■ REQUIREMENT:
Repeat the material verbatim and drop the pictures.

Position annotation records
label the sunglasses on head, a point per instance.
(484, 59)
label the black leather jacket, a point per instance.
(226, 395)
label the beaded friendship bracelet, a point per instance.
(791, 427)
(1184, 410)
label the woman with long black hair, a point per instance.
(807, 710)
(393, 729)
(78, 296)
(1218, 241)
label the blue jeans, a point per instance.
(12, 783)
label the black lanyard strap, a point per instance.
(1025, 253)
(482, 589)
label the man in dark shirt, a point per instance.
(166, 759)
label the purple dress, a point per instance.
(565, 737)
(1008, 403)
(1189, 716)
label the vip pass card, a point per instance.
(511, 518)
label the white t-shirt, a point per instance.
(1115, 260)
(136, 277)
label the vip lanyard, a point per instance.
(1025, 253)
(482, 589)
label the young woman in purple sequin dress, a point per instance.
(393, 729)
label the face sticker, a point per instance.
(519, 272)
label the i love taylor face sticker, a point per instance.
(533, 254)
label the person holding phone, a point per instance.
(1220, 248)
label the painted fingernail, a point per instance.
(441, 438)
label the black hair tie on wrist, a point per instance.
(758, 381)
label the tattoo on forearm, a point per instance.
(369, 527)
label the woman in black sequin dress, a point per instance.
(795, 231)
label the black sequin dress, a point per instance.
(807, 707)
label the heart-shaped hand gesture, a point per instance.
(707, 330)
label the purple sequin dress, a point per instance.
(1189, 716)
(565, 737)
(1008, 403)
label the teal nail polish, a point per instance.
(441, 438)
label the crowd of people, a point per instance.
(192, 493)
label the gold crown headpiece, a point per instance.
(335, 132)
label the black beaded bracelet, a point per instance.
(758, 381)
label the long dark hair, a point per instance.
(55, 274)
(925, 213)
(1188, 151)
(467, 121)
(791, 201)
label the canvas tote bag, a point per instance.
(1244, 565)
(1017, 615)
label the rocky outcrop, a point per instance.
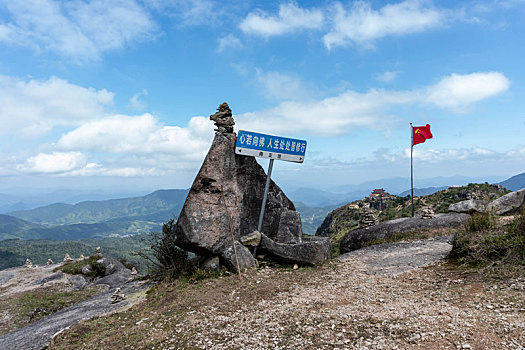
(359, 238)
(469, 206)
(225, 199)
(311, 251)
(507, 203)
(228, 190)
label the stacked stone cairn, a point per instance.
(368, 218)
(117, 296)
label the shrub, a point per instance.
(481, 243)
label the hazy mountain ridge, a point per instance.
(517, 182)
(89, 212)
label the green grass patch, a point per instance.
(482, 244)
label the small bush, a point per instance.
(481, 222)
(481, 243)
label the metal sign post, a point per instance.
(272, 147)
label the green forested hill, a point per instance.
(158, 206)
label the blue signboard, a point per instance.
(269, 146)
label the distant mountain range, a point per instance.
(94, 219)
(143, 214)
(515, 183)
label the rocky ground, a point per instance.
(379, 297)
(42, 283)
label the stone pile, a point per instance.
(427, 213)
(28, 263)
(117, 296)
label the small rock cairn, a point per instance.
(368, 218)
(427, 213)
(223, 119)
(117, 296)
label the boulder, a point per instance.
(508, 203)
(246, 259)
(311, 251)
(226, 195)
(469, 206)
(360, 237)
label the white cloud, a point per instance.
(387, 77)
(135, 103)
(362, 25)
(457, 91)
(192, 12)
(142, 134)
(33, 107)
(228, 42)
(56, 162)
(82, 30)
(281, 86)
(290, 18)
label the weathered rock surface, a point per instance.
(230, 187)
(469, 206)
(246, 259)
(507, 203)
(311, 251)
(358, 238)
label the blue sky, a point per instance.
(116, 94)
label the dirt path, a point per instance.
(375, 298)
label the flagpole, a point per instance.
(411, 167)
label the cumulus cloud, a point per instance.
(290, 18)
(387, 77)
(457, 91)
(135, 103)
(362, 25)
(142, 134)
(281, 86)
(351, 109)
(33, 107)
(81, 30)
(56, 162)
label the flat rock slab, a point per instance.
(395, 258)
(359, 238)
(37, 335)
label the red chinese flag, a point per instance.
(420, 134)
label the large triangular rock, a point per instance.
(228, 192)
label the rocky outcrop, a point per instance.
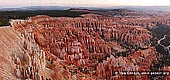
(85, 46)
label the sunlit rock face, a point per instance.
(62, 48)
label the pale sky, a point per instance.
(97, 3)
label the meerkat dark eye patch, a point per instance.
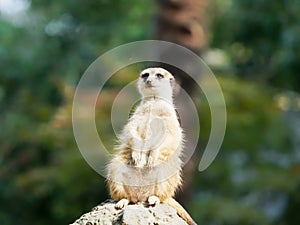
(145, 75)
(159, 75)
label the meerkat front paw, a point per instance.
(153, 200)
(139, 158)
(122, 203)
(136, 157)
(152, 160)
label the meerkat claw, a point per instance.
(122, 203)
(153, 200)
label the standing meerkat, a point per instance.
(147, 164)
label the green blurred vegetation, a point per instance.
(44, 51)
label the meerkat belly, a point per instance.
(137, 184)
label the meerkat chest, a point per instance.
(154, 117)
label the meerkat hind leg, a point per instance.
(122, 203)
(153, 200)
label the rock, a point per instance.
(135, 214)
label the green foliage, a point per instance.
(257, 168)
(45, 180)
(261, 38)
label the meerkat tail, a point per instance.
(180, 210)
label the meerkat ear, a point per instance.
(175, 86)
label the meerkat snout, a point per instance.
(156, 82)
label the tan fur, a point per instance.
(147, 165)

■ ANSWER BELOW:
label the sunglasses on head, a point per instance.
(484, 59)
label the black leather jacket, a point per instance.
(226, 395)
label the beaded friendship bracelet, a point per instance.
(791, 427)
(1184, 410)
label the woman with long black hair, a point per instance.
(807, 710)
(393, 729)
(78, 296)
(1218, 241)
label the blue jeans, a point per instance.
(12, 783)
label the black lanyard strap, a point per instance.
(1025, 253)
(482, 589)
label the man in dark shirt, a point per instance.
(166, 759)
label the purple dress, a point per instance.
(565, 737)
(1008, 403)
(1189, 716)
label the vip pass card, a point per instance.
(511, 518)
label the white t-shirt, a point per instance.
(1115, 260)
(136, 277)
label the vip lanyard, a point per instance.
(1025, 253)
(482, 589)
label the young woman in purple sequin dress, a point per instance.
(393, 729)
label the face sticker, a point per instance.
(519, 272)
label the i love taylor face sticker, a point per instance.
(533, 254)
label the person holding phone, a point per instance.
(1220, 248)
label the painted fingernail, a point per instance.
(441, 438)
label the black hair tie on wrist, a point per instance.
(758, 381)
label the tattoo on forearm, a point per instance.
(369, 527)
label the woman in black sequin dress, a point per instance.
(795, 231)
label the black sequin dress, a point per instance.
(807, 707)
label the heart-shaped hand gesture, a point per instance.
(707, 330)
label the purple sequin dress, a point per instance.
(1189, 716)
(565, 737)
(1008, 403)
label the teal nail polish, a point per instance.
(441, 438)
label the crowd of people, a point per instance.
(192, 493)
label the gold crown headpiece, a point per instance.
(335, 132)
label the black beaded bracelet, a point per instance.
(758, 381)
label the long dark hair, a point per instance.
(55, 274)
(925, 213)
(1188, 151)
(467, 121)
(791, 201)
label the canvas tote bag, a point per instance.
(1244, 565)
(1017, 615)
label the rocky outcrop, a point per instance.
(359, 238)
(469, 206)
(225, 199)
(311, 251)
(507, 203)
(228, 190)
label the stacked stone cairn, a point per instance.
(368, 218)
(117, 296)
label the shrub, a point per instance.
(481, 243)
label the hazy mountain ridge, a point per instance.
(517, 182)
(89, 212)
label the green grass patch, a point per instance.
(482, 244)
label the small bush, a point per instance.
(481, 222)
(481, 243)
label the metal sign post, a point per instance.
(272, 147)
label the green forested hill, a point per instance.
(158, 206)
label the blue signboard, a point per instance.
(269, 146)
label the distant mountain range, a point per instance.
(94, 219)
(143, 214)
(515, 183)
label the rocky ground, a point per instance.
(379, 297)
(42, 283)
label the stone pile, a point per instance.
(427, 213)
(28, 263)
(117, 296)
label the small rock cairn, a point per instance.
(368, 218)
(427, 213)
(223, 119)
(117, 296)
label the boulder, a point per instance.
(508, 203)
(246, 259)
(311, 251)
(226, 195)
(469, 206)
(360, 237)
label the white cloud, a point per instance.
(387, 77)
(135, 103)
(362, 25)
(457, 91)
(192, 12)
(142, 134)
(33, 107)
(228, 42)
(56, 162)
(82, 30)
(281, 86)
(290, 18)
label the weathered rock surface, a point per instance.
(230, 187)
(469, 206)
(246, 259)
(507, 203)
(311, 251)
(358, 238)
label the blue sky, a point per instance.
(116, 94)
label the dirt path, a point per instance.
(375, 298)
label the flagpole, a point per instance.
(411, 167)
label the cumulus cloud, a point per instance.
(290, 18)
(387, 77)
(457, 91)
(135, 103)
(362, 25)
(142, 134)
(281, 86)
(351, 109)
(33, 107)
(81, 30)
(56, 162)
label the flat rock slab, a point per instance.
(395, 258)
(359, 238)
(37, 335)
label the red chinese flag, a point per instance.
(420, 134)
label the large triangular rock, a point per instance.
(228, 192)
label the rocky outcrop, a point per instance.
(85, 46)
label the sunlit rock face, a point per instance.
(62, 48)
label the pale sky, a point per instance.
(97, 3)
label the meerkat dark eye patch, a point per instance.
(145, 75)
(159, 75)
label the meerkat front paw, a point per instance.
(153, 200)
(139, 158)
(122, 203)
(136, 157)
(152, 160)
label the meerkat claw, a point per instance.
(122, 203)
(153, 200)
label the standing meerkat, a point per instance.
(147, 164)
label the green blurred vegetation, a point per instance.
(44, 51)
label the meerkat belly, a point per instance.
(137, 184)
label the meerkat chest, a point per instance.
(154, 117)
label the meerkat hind leg, a point per instance.
(122, 203)
(153, 200)
label the rock, a point per instance.
(135, 214)
label the green foliage, a point per instance.
(257, 168)
(45, 180)
(261, 38)
label the meerkat tail, a point per instance.
(180, 210)
label the meerkat ear, a point per instance.
(175, 86)
label the meerkat snout, a point per instance.
(156, 82)
label the tan fur, a point per instance.
(147, 165)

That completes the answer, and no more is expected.